[Source document — start]
A UN expert on Tuesday called on the Security Council and member states to “push for an emergency COVID-19 cease-fire in Myanmar amid booming infections and fatalities.”
In a statement from Geneva, UN Special Rapporteur on Myanmar Tom Andrews accused the junta government, known as State Administrative Council (SAC), of “escalating its attacks against health care workers.”
Andrews stressed the “urgent need for member states to use all the tools of the UN, including passage of resolutions demanding that the SAC immediately cease all attacks, especially against health care professionals who are desperately needed to fight the COVID-19 pandemic that continues to devastate Myanmar.”
Junta forces have engaged in at least 260 attacks against medical personnel and facilities, claiming the lives of at least 18 people, according to the UN.
“Over 600 health care professionals are currently eluding outstanding arrest warrants and at least 67 are being held by junta forces,” it added.
“Too many in Myanmar have needlessly perished and too many more will die without action by the United Nations,” Andrews warned. “The UN must act immediately to halt the military junta’s attacks, harassment, and detentions in the midst of a COVID-19 crisis.”
[Source document — finish]
[Raw data — start]
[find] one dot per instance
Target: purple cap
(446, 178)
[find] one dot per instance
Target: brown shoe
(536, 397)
[Raw data — finish]
▶ [What this exercise asks]
**A)** List every numerical figure the report on Myanmar gives for attacks, deaths, arrest warrants and detentions, each with the words it is attached to.
**B)** Carry on the report on the UN expert's call for a COVID-19 cease-fire in Myanmar, starting after its final sentence.
You can set the items aside, since nothing here depends on them.

▶ [Answers by item]
**A)**
- at least 260 attacks against medical personnel and facilities
- at least 18 people killed
- over 600 health care professionals eluding outstanding arrest warrants
- at least 67 held by junta forces

**B)**
Myanmar has reported 274,155 coronavirus cases, including 7,507 deaths, since the outbreak. The virus situation in the country is worsening with demand for oxygen amid rising cases.
“Member states of the United Nations cannot afford to be complacent while the junta ruthlessly attacks medical personnel as COVID-19 spreads unchecked. They must act to end this violence so that doctors and nurses can provide life-saving care and international organizations can help deliver vaccinations and related medical care,” Andrews said.
934 killed since military coup
Myanmar military, locally known as Tatmadaw, launched a coup on Feb. 1 this year, detaining officials of then-ruling party of National League for Democracy. It triggered countrywide demonstrations which lead to killing of 934 people by the junta forces, according to the Assistance Association for Political Prisoners – a rights group that focuses on political issues in Southeast Asia.
Nearly 5,370 others are currently in prisons.
“Member states with influence on Myanmar’s State Administrative Council must follow passage of a UN resolution by urging an immediate cessation of attacks,” the UN special rapporteur added.
The UN statement said close to 255 people have been sentenced for “trumped up crimes,” with 26 of them – two of whom are minors – sentenced to death.
“There are 570,320 internally displaced persons currently living in Rakhine, Chin, Kachin, Shan, Kayin, Mon, and Bago states,” the statement said.
Last February, the UN Security Council passed a resolution demanding a cease-fire in all states of Myanmar experiencing conflict.
“The best outcome would be for the junta to stand down so that a legitimate civilian government can lead a coordinated response to the COVID-19 crisis,” Andrews said.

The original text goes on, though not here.